■ Selected text
Content starts

Storying Sheffield

Wadsley Park Village

Excerpted from Gradients. Glimpses of Sheffield

My house is on a hill in South London with a mental hospital at the top. It was disused and abandoned, and squatters lived in the nurses houses, including the one that became my house. Hills to the east and west had hospitals too – red brick and crumbling. Clock towers and water towers constantly featured on the horizon, and when I was younger with no sense of direction I thought they were all the same hospital – the one at the top of my road.

Content ends

■ What this task involves
From the passage about Wadsley Park Village, output the part that begins with the words containing "Storying Sheffield" and ends with "of my road.", reproducing it without change. The rows that come next bear no relation to the passage about Wadsley Park Village.

■ Source data

Content starts

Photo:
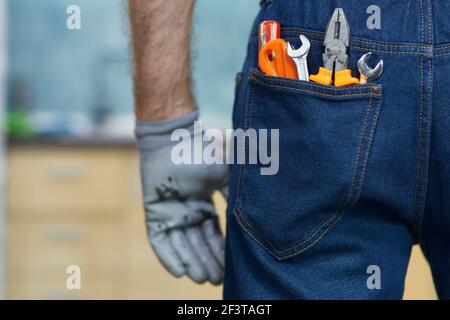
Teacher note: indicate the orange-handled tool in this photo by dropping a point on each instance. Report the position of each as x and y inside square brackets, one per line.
[281, 65]
[268, 30]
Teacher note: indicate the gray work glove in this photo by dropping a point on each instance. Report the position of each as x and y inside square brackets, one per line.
[182, 224]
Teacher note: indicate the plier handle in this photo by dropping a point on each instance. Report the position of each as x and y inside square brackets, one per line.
[335, 58]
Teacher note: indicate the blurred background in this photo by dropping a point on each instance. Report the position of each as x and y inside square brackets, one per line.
[69, 181]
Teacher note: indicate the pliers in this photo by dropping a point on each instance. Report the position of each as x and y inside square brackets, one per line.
[335, 58]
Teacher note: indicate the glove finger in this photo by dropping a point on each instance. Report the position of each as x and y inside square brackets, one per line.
[162, 246]
[201, 206]
[194, 267]
[215, 240]
[224, 192]
[197, 241]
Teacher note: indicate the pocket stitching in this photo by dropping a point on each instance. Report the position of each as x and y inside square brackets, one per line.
[304, 244]
[255, 75]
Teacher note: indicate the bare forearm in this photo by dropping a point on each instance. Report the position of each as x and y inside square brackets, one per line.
[161, 42]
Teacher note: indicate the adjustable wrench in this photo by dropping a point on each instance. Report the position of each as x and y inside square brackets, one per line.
[368, 74]
[300, 57]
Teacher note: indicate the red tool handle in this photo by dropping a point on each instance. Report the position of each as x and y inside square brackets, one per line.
[268, 30]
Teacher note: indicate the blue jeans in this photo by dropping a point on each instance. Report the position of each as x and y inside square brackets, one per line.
[364, 170]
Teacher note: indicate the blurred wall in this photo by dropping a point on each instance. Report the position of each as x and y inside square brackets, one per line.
[2, 145]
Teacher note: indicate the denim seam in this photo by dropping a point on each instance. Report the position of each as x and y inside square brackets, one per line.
[419, 148]
[427, 123]
[354, 39]
[368, 88]
[358, 153]
[442, 55]
[368, 149]
[314, 92]
[304, 244]
[242, 167]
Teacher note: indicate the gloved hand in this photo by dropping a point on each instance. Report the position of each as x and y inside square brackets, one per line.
[181, 221]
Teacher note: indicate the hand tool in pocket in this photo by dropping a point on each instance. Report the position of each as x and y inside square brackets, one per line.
[282, 65]
[300, 57]
[335, 58]
[268, 30]
[368, 74]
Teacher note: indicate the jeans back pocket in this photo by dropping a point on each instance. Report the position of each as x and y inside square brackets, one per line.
[325, 136]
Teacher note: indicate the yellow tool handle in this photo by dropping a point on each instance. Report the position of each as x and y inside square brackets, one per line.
[324, 76]
[344, 78]
[362, 79]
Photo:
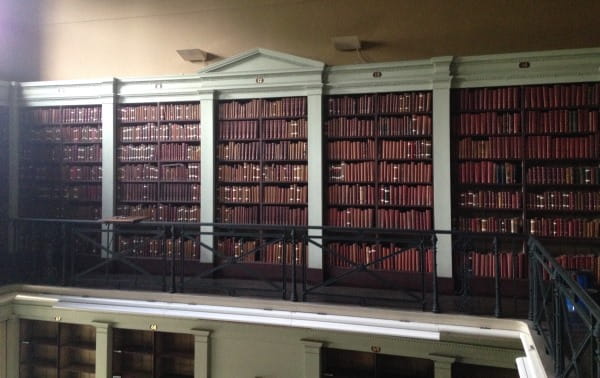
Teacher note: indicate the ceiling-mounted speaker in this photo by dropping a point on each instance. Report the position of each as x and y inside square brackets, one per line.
[193, 55]
[346, 43]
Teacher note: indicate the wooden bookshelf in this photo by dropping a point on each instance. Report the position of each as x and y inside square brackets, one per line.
[355, 364]
[49, 349]
[261, 173]
[61, 167]
[526, 163]
[150, 354]
[379, 159]
[158, 172]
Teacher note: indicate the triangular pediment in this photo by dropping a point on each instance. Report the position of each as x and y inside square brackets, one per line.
[262, 60]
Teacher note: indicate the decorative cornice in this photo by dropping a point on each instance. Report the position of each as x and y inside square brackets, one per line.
[527, 68]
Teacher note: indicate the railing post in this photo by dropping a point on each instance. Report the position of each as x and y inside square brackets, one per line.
[558, 328]
[596, 349]
[532, 285]
[422, 271]
[63, 231]
[435, 307]
[173, 259]
[498, 309]
[294, 294]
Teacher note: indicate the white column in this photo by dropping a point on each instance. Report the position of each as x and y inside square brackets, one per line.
[312, 358]
[108, 159]
[13, 159]
[201, 353]
[104, 338]
[442, 200]
[315, 173]
[207, 172]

Content ends

■ Solution for this task
Storying Sheffield

Wadsley Park Village

Excerpted from Gradients. Glimpses of Sheffield

My house is on a hill in South London with a mental hospital at the top. It was disused and abandoned, and squatters lived in the nurses houses, including the one that became my house. Hills to the east and west had hospitals too – red brick and crumbling. Clock towers and water towers constantly featured on the horizon, and when I was younger with no sense of direction I thought they were all the same hospital – the one at the top of my road.